*Description of the task*: Pictures in the records below are skipped; the rest is copied exactly.

*Dataset*:
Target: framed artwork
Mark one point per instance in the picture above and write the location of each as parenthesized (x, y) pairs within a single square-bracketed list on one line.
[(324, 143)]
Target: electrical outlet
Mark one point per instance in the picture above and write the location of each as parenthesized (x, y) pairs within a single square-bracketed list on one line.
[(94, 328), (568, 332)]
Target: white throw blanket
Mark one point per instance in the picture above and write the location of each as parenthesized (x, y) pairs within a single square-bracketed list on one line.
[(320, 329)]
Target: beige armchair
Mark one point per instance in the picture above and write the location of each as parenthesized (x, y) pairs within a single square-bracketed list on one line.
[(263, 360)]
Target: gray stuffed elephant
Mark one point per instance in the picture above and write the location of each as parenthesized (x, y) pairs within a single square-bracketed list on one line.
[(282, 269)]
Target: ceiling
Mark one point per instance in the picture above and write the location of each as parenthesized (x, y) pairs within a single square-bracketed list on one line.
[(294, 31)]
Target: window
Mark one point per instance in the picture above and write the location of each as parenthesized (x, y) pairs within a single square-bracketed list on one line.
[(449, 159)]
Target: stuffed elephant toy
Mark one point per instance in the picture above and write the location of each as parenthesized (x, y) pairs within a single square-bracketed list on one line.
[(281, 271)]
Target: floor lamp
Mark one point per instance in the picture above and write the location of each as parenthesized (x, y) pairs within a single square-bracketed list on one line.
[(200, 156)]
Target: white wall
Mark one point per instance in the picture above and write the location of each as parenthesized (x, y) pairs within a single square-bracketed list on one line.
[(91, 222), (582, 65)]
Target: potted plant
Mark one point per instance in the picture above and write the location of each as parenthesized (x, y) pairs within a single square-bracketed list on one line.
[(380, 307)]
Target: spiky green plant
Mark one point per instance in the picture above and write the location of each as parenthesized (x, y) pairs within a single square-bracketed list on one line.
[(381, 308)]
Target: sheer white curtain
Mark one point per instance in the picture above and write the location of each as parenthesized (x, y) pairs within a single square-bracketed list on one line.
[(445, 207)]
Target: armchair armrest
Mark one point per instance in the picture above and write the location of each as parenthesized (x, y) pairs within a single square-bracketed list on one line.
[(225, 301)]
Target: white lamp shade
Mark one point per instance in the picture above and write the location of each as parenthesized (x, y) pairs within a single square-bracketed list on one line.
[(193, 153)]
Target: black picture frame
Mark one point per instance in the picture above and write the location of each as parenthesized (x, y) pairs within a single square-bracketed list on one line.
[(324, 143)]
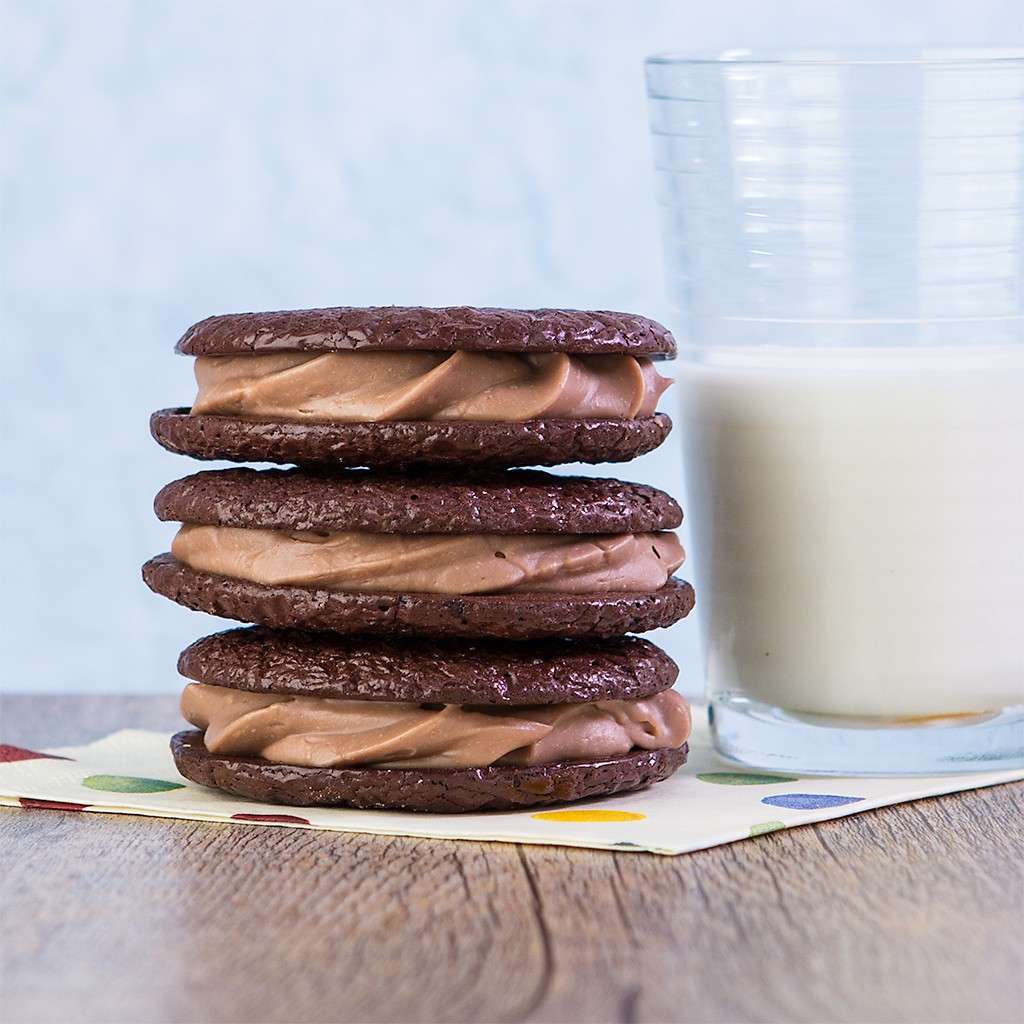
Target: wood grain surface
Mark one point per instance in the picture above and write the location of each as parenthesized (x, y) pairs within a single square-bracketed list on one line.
[(906, 913)]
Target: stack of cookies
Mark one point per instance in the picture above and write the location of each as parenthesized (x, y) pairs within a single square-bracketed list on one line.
[(436, 630)]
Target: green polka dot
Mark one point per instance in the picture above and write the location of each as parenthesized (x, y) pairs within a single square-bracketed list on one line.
[(129, 783), (765, 826), (742, 778)]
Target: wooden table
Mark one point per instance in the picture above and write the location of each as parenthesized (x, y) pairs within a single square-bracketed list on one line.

*Exercise result*:
Target: framed artwork
Mark one point per instance in the picture above and write the location of each as parenthesized (x, y) pairs within a single square-bracketed list on one line.
[(324, 143)]
Target: electrical outlet
Mark one point per instance in the picture above and write the location of each as parenthesized (x, y) pairs within a single square-bracketed list on one line.
[(94, 328), (568, 332)]
Target: white throw blanket
Mark one point per instance in the picture above and write the location of each as parenthesized (x, y) pairs within a single square-bracketed list on one line.
[(320, 329)]
Target: beige armchair
Mark one point per instance in the picture above and write the location of each as parenthesized (x, y) pairs within a single square-bracketed list on one line.
[(263, 360)]
Target: gray stuffed elephant
Mark one point per instance in the picture above and write the location of each as parenthesized (x, y) pairs within a single square-bracketed list on one line.
[(282, 269)]
Target: ceiling
Mark one point per instance in the picture above and write the location of each as parenthesized (x, y) pairs within a single square-bracketed list on one line.
[(294, 31)]
Target: window
Mark one point per instance in the picture above and write the location of each as parenthesized (x, y) pairs within a single square-bracketed list on one line.
[(449, 159)]
Target: stuffed elephant toy
Mark one point per instance in the picture above and write the location of each as parenthesized (x, y) pairs within a single square-bracketed list on one line.
[(281, 271)]
Target: floor lamp
Mark one point per instance in the picture above and write the location of each as parenthesized (x, y) pairs within a single square-bracketed list on one line.
[(200, 156)]
Target: white wall
Mark one point per instance in the picture above and write the location of each as parenthesized (x, y) pairs within a single square-bracketed list on one line.
[(91, 222), (582, 65)]
Target: potted plant
Mark one point per instance in the picture above and write the location of each as parenthesized (x, y) pairs within a single square-bracketed list on one line.
[(380, 307)]
Target: spiky green plant
Mark one point per instance in the picture above and write the location of each as parenthesized (x, y) pairs within a single square-bracketed list on one line.
[(381, 308)]
Target: sheer white curtain
Mark one point per instance in the picture above and write the location of each as parenthesized (x, y) pairs within a single square-bracketed list on one line.
[(445, 207)]
Target: armchair armrest
Mark one point per instance in the picture above and write the location of each as parenthesized (x, y) pairs within a single square-bracketed list on one line.
[(225, 301)]
Target: white lamp shade
Mark one point per instance in the picture above and write the location of each as parenthesized (x, y) pairs within a single square-bracketed list on one line.
[(193, 153)]
Target: black picture frame
Mark one point per instance in the picture above and write the location of each as parenthesized (x, y) pairs within a single square-bracketed list on one line.
[(324, 143)]
Target: wood grain surface
Mark one point per instance in the picture above and write the location of each as parenthesized (x, y) pairs within a single square-bracketed list on one line.
[(906, 913)]
Target: stack of cookies
Mark one point per instance in the picture above and write the location of each as parenthesized (x, y) pairs within a single square-bracketed list on one line.
[(436, 630)]
Target: green polka dot
Mark one point per instance in the picture above and write the location of each as parenthesized (x, y) pairs within a single square-bracketed list on one line.
[(129, 783), (765, 826), (742, 778)]
Target: wooden table
Mark one point per instance in the picture above and write the location of each as parenthesized (x, y) pairs within a single square-bracketed list on one line.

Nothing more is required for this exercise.